In the listing, from the line containing "Class, locate every instance of the pink" down through the end of the listing, change every "single dot" to "single marker". Keep all other text unchanged and output only those lines.

--- Start of RECORDS PROVIDED ---

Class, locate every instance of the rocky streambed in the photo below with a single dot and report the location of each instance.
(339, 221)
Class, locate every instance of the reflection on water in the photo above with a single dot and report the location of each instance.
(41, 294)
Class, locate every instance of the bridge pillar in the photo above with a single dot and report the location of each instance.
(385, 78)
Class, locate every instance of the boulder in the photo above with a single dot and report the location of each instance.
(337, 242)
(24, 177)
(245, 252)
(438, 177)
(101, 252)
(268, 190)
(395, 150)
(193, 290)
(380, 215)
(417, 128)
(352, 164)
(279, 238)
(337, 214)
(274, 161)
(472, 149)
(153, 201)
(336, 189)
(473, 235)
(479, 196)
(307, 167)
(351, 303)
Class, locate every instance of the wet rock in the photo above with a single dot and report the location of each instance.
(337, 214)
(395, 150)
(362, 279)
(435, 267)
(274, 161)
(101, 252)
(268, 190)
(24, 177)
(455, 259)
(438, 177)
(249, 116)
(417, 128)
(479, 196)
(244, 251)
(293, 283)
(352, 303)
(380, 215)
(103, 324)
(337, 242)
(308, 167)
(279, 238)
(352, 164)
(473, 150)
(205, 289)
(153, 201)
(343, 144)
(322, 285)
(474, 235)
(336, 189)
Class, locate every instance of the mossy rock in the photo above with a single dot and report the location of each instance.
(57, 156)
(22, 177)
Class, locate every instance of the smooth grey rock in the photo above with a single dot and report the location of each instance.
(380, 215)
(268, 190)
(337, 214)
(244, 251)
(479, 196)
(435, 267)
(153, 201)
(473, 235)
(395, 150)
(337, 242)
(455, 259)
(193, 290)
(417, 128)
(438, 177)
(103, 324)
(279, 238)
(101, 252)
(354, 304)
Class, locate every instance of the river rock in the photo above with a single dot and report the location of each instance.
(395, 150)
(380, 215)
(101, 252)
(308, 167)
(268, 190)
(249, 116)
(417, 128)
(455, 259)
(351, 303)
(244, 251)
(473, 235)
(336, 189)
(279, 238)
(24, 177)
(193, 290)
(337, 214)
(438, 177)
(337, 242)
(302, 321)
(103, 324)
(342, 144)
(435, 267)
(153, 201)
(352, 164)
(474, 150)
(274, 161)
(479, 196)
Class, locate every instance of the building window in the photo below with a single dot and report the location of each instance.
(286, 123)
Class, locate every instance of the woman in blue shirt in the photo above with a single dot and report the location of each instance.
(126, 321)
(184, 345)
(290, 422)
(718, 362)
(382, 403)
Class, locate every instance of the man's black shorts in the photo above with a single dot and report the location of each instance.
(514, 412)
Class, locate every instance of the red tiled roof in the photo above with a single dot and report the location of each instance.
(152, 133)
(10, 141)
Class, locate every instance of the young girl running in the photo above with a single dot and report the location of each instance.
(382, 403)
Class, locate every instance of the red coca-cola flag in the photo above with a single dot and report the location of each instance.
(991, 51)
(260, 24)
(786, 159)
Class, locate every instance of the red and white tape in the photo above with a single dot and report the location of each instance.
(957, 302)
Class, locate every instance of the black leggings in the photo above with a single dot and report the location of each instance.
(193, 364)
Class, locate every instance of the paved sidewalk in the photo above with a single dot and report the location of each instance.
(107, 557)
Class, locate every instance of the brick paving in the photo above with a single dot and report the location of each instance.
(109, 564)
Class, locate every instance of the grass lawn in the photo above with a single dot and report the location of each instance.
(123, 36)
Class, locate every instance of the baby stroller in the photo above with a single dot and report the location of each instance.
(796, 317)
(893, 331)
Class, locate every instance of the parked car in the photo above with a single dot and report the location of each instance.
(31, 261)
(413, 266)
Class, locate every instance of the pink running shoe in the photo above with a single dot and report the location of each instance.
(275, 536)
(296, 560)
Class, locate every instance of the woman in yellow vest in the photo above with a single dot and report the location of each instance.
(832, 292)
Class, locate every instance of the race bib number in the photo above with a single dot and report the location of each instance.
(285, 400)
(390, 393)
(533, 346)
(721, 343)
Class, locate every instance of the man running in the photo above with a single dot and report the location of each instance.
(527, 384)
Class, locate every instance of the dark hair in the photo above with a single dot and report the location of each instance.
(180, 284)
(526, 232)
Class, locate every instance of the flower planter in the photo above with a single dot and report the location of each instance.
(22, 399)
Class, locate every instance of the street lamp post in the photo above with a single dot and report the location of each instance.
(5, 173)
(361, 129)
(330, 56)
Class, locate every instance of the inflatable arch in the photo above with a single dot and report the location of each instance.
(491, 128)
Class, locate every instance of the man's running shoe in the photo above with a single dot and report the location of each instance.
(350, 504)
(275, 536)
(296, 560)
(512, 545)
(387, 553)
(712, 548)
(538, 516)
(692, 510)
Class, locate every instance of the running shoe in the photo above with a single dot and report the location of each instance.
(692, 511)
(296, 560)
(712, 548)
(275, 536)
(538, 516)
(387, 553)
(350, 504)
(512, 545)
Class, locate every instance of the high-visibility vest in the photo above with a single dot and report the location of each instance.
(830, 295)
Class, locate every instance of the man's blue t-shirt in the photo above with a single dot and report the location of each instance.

--- End of RECORDS PROVIDED ---

_THE SOLUTION_.
Class, locate every instance of the pink running shoe in the photo above with a single marker and report the location of each instance.
(275, 536)
(296, 560)
Class, locate every instance of the woman in yellow vest in the photo above with a single marker and report the location of each instance.
(832, 292)
Class, locate every instance of the race bib number in the photo above with a single marker and report the location of each instance.
(285, 400)
(390, 393)
(533, 346)
(721, 343)
Class, locate every instance of the man running in the photo above with a single marker and report the location of each instance.
(527, 384)
Class, locate every instance of the dark hair in the photo above with a single marker and report the location of each instance.
(180, 284)
(526, 232)
Class, locate every instance of the flower planter in the photo above with a single marker and report the location of each instance.
(22, 399)
Class, locate every instance of the street lamp post in the photo above with a single marker and report the location of each instance.
(5, 173)
(361, 129)
(330, 56)
Class, locate every instance of the inflatable arch in the photo above with a single marker and report the location of each instance.
(491, 128)
Class, locate every instance of the man's running shoe in the photo above with a single marker and report the location of each instance.
(350, 504)
(275, 536)
(296, 560)
(512, 545)
(387, 553)
(712, 548)
(538, 516)
(692, 510)
Class, locate every instance of the running shoe in the photo above with a single marker and report the location of each instance.
(692, 511)
(296, 560)
(712, 548)
(275, 536)
(538, 516)
(387, 553)
(350, 504)
(512, 545)
Class, locate every instance of the high-visibility vest in the photo above with a single marker and report the location of each instance.
(830, 295)
Class, locate every instance of the man's blue t-shirt in the photo above with a single marker and report the location of each instance.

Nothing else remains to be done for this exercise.